== Written instruction A ==
Report how many lines in the records below contain the word "window", giving only the number.

== Quoted passage ==
The Dialog Must Go On:
Improving Visual Dialog via Generative Self-Training

Gi-Cheon Kang, Sungdong Kim^*, Jin-Hwa Kim^*, Donghyun Kwak^*, Byoung-Tak Zhang

(* Equal Contribution)

CVPR 2023 (Paper)

Overview

Citation

If you use this code or preprocessed data in your research, please consider citing:

@inproceedings{kang2023dialog,
  title={The Dialog Must Go On: Improving Visual Dialog via Generative Self-Training},
  author={Kang, Gi-Cheon and Kim, Sungdong and Kim, Jin-Hwa and Kwak, Donghyun and Zhang, Byoung-Tak},
  booktitle={Proceedings of the IEEE/CVF Conference on Computer Vision and Pattern Recognition (CVPR)},
  year={2023},
  pages={6746-6756}
}

Setup and Dependencies
Download Data
Pre-trained Checkpoints
Training
Adaptation to Discriminative Visual Dialog
Visual Dialog Generation
Evaluation
Adversarial Robustness Study
Demo
Acknowledgements
License

Setup and Dependencies

This code is implemented using PyTorch v1.7.1+, and provides out of the box support with CUDA 11+ and CuDNN 7+. Anaconda/Miniconda is the recommended to set up this codebase:

Install Anaconda or Miniconda distribution based on Python3.8+ from their downloads' site.

Dataset records on object locations:
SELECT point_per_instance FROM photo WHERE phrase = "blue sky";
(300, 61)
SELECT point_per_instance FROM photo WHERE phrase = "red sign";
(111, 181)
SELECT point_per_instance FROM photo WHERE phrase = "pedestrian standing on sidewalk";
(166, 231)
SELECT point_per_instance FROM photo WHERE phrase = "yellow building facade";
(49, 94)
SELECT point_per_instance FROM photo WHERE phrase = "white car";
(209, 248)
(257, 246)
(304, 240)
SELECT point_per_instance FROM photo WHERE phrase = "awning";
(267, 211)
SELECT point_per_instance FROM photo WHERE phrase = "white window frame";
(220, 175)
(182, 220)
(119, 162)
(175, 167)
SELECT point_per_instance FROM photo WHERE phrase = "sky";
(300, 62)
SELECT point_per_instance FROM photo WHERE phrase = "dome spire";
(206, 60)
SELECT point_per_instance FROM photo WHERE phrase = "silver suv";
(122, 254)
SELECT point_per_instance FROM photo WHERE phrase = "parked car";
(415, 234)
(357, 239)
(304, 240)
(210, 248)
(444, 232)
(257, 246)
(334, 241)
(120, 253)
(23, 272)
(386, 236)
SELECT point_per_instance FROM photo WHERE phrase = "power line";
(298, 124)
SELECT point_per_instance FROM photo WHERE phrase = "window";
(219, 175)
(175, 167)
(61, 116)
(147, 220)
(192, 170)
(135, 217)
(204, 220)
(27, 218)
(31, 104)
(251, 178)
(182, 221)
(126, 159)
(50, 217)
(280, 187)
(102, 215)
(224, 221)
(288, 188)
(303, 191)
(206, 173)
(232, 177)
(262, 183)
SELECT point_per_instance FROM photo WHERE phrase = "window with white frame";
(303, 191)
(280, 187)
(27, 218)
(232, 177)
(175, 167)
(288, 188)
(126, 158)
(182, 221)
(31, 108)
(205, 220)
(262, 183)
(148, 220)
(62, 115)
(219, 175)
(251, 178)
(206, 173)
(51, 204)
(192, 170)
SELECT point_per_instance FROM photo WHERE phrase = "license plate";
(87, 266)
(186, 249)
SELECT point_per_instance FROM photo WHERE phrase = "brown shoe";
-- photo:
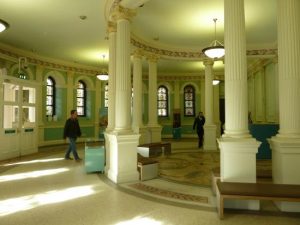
(68, 158)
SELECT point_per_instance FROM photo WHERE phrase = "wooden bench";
(147, 167)
(154, 149)
(256, 191)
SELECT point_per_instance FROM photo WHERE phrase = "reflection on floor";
(46, 189)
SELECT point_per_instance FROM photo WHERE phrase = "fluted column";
(123, 83)
(121, 143)
(236, 107)
(209, 126)
(154, 128)
(216, 108)
(202, 94)
(152, 109)
(112, 30)
(286, 144)
(208, 91)
(238, 149)
(137, 120)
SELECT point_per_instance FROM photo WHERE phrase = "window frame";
(166, 101)
(186, 99)
(84, 97)
(53, 96)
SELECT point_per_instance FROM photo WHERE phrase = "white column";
(154, 128)
(216, 97)
(112, 77)
(202, 94)
(137, 116)
(286, 144)
(123, 83)
(122, 142)
(238, 149)
(210, 142)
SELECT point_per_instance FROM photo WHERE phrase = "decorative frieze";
(47, 64)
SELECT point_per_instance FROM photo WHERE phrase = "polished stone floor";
(46, 189)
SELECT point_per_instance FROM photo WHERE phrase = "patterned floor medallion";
(169, 194)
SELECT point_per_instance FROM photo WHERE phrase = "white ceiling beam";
(132, 4)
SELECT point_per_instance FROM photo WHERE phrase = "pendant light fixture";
(103, 75)
(3, 25)
(216, 49)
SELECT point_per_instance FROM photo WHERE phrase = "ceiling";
(56, 29)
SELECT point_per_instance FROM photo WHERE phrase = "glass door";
(19, 119)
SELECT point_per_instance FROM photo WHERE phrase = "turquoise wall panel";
(51, 134)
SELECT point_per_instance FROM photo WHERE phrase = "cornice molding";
(47, 64)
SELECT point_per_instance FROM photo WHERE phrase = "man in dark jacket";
(199, 122)
(72, 131)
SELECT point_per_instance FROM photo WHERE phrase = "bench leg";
(221, 209)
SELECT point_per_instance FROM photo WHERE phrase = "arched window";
(189, 100)
(81, 98)
(162, 101)
(50, 97)
(106, 95)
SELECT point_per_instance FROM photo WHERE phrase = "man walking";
(198, 123)
(72, 131)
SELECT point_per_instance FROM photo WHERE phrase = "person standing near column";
(72, 131)
(199, 123)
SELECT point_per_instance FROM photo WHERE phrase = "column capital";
(120, 13)
(152, 57)
(208, 62)
(111, 27)
(138, 53)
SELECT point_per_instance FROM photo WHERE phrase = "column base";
(285, 166)
(210, 138)
(145, 137)
(238, 164)
(155, 133)
(122, 157)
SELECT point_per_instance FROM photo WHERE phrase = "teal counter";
(262, 132)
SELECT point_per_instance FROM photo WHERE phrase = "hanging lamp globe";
(216, 49)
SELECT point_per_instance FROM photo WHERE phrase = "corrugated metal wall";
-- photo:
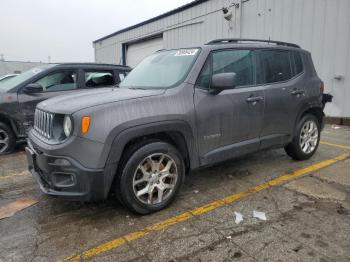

== Written instruction B ==
Transcribe the visual dialog project page above in full, word for word.

== Final result A ==
5

== Final result B ==
The Dialog Must Go On:
Improving Visual Dialog via Generative Self-Training

Gi-Cheon Kang, Sungdong Kim^*, Jin-Hwa Kim^*, Donghyun Kwak^*, Byoung-Tak Zhang

(* Equal Contribution)

CVPR 2023 (Paper)

Overview

Citation

If you use this code or preprocessed data in your research, please consider citing:

@inproceedings{kang2023dialog,
  title={The Dialog Must Go On: Improving Visual Dialog via Generative Self-Training},
  author={Kang, Gi-Cheon and Kim, Sungdong and Kim, Jin-Hwa and Kwak, Donghyun and Zhang, Byoung-Tak},
  booktitle={Proceedings of the IEEE/CVF Conference on Computer Vision and Pattern Recognition (CVPR)},
  year={2023},
  pages={6746-6756}
}

Setup and Dependencies
Download Data
Pre-trained Checkpoints
Training
Adaptation to Discriminative Visual Dialog
Visual Dialog Generation
Evaluation
Adversarial Robustness Study
Demo
Acknowledgements
License

Setup and Dependencies

This code is implemented using PyTorch v1.7.1+, and provides out of the box support with CUDA 11+ and CuDNN 7+. Anaconda/Miniconda is the recommended to set up this codebase:

Install Anaconda or Miniconda distribution based on Python3.8+ from their downloads' site.